> Textausschnitt
Belgien mit Bosnien und der Herzegowina (BiH) zu vergleichen erscheint zunächst dreist und kühn, für manche möglicherweise sogar beleidigend. Jedoch nur auf den ersten Blick. Bei wichtigen Unterschieden hinsichtlich der demokratischen Tradition und Praxis gibt es tatsächlich strukturelle Ähnlichkeiten. Ein Vergleich erscheint für Belgien interessant und für BiH sicherlich nützlich.
________piše: Petar Bilobrig | Poskok.infoDer größte Unterschied besteht in der Tatsache, dass die Menschen in BiH in der jahrhundertealten Geschichte nie, aber wirklich NIE die Gelegenheit hatten, demokratisch über sich selbst zu bestimmen bzw. in Demokratie zu leben.
Die Geschichte beider Länder wurde durch massive Einmischung von außen jeweils unterschiedlich, aber maßgeblich bestimmt. So ist der Staat BiH in seiner letzten Ausformung ein unglückliches Produkt des internationalen Friedensabkommens von Dayton (1995).

> Bereitgestellte Daten
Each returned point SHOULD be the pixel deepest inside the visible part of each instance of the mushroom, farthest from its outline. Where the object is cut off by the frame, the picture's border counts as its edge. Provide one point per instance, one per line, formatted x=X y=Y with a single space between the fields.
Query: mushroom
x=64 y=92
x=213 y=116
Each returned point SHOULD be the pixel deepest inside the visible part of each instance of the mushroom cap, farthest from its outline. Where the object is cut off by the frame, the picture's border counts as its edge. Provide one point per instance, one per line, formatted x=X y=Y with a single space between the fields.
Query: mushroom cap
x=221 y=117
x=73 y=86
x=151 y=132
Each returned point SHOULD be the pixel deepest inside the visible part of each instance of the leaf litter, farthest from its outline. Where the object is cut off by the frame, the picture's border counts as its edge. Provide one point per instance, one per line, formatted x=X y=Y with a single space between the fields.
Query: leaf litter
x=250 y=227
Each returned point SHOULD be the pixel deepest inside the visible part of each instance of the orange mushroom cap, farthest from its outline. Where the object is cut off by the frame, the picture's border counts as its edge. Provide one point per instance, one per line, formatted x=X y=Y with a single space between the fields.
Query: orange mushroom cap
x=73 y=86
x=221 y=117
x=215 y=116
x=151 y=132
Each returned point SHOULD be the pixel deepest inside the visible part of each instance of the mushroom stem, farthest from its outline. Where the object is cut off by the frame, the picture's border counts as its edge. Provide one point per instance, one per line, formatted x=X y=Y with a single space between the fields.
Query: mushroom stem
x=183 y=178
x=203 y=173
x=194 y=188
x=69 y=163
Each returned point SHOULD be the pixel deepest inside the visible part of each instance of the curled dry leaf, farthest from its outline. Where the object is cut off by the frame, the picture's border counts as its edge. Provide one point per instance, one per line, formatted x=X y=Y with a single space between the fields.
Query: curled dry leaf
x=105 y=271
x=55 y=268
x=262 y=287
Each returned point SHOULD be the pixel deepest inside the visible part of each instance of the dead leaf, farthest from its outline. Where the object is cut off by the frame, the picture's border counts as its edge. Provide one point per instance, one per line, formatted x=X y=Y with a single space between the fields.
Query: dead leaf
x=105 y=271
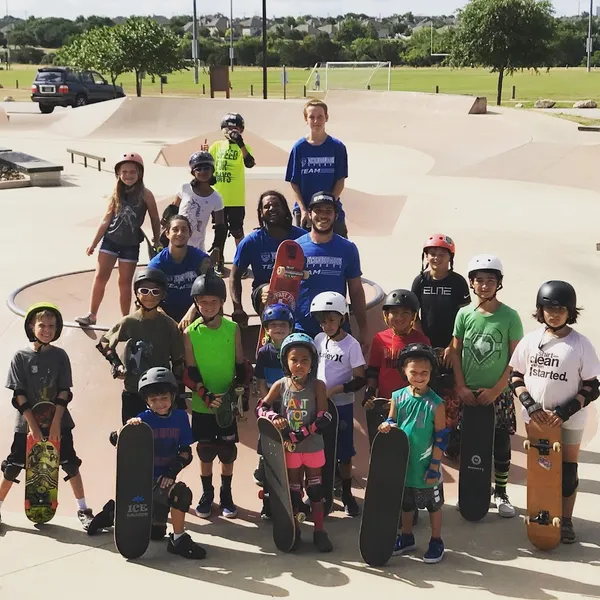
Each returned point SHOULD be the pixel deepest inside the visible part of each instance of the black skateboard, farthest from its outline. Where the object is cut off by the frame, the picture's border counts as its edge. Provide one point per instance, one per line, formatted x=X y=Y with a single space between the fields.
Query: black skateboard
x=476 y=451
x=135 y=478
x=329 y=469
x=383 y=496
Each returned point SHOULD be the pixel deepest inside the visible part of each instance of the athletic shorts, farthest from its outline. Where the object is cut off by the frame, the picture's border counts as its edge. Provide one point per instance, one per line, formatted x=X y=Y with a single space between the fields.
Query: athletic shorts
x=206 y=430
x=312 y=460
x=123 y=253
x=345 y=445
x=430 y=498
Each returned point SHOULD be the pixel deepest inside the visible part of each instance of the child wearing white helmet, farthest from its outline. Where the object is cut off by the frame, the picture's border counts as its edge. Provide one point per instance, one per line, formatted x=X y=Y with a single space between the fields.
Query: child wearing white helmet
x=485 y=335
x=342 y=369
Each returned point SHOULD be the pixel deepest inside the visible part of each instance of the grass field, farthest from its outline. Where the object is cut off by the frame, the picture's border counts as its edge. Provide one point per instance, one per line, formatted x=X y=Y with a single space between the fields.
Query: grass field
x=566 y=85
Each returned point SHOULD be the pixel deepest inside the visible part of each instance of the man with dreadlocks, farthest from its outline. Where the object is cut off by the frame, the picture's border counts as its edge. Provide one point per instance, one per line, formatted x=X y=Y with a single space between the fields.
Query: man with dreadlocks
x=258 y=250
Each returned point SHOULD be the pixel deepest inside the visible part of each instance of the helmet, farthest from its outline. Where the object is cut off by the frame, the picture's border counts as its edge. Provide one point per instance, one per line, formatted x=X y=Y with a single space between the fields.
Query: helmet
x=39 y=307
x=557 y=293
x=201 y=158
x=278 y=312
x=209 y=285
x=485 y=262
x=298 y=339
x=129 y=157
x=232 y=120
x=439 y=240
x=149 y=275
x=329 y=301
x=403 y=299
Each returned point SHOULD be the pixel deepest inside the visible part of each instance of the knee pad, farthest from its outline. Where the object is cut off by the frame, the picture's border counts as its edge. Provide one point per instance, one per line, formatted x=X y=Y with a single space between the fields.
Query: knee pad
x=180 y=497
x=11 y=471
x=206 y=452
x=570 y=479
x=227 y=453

> Ihre Aufgaben
A - Geben Sie den Textausschnitt über Belgien und Bosnien und Herzegowina vollständig und wortgetreu wieder.
B - Schreiben Sie den Abschnitt der Zeilen vom Anfang der Zeilen bis einschließlich der Zeile mit „x=213 y=116“ erneut ab und ersetzen Sie dabei „mushroom“ durch „fungus“, ohne sonst etwas zu ändern.

> Ausgearbeitete Lösungen
A -
Belgien mit Bosnien und der Herzegowina (BiH) zu vergleichen erscheint zunächst dreist und kühn, für manche möglicherweise sogar beleidigend. Jedoch nur auf den ersten Blick. Bei wichtigen Unterschieden hinsichtlich der demokratischen Tradition und Praxis gibt es tatsächlich strukturelle Ähnlichkeiten. Ein Vergleich erscheint für Belgien interessant und für BiH sicherlich nützlich.
________piše: Petar Bilobrig | Poskok.infoDer größte Unterschied besteht in der Tatsache, dass die Menschen in BiH in der jahrhundertealten Geschichte nie, aber wirklich NIE die Gelegenheit hatten, demokratisch über sich selbst zu bestimmen bzw. in Demokratie zu leben.
Die Geschichte beider Länder wurde durch massive Einmischung von außen jeweils unterschiedlich, aber maßgeblich bestimmt. So ist der Staat BiH in seiner letzten Ausformung ein unglückliches Produkt des internationalen Friedensabkommens von Dayton (1995).

B -
Each returned point SHOULD be the pixel deepest inside the visible part of each instance of the fungus, farthest from its outline. Where the object is cut off by the frame, the picture's border counts as its edge. Provide one point per instance, one per line, formatted x=X y=Y with a single space between the fields.
Query: fungus
x=64 y=92
x=213 y=116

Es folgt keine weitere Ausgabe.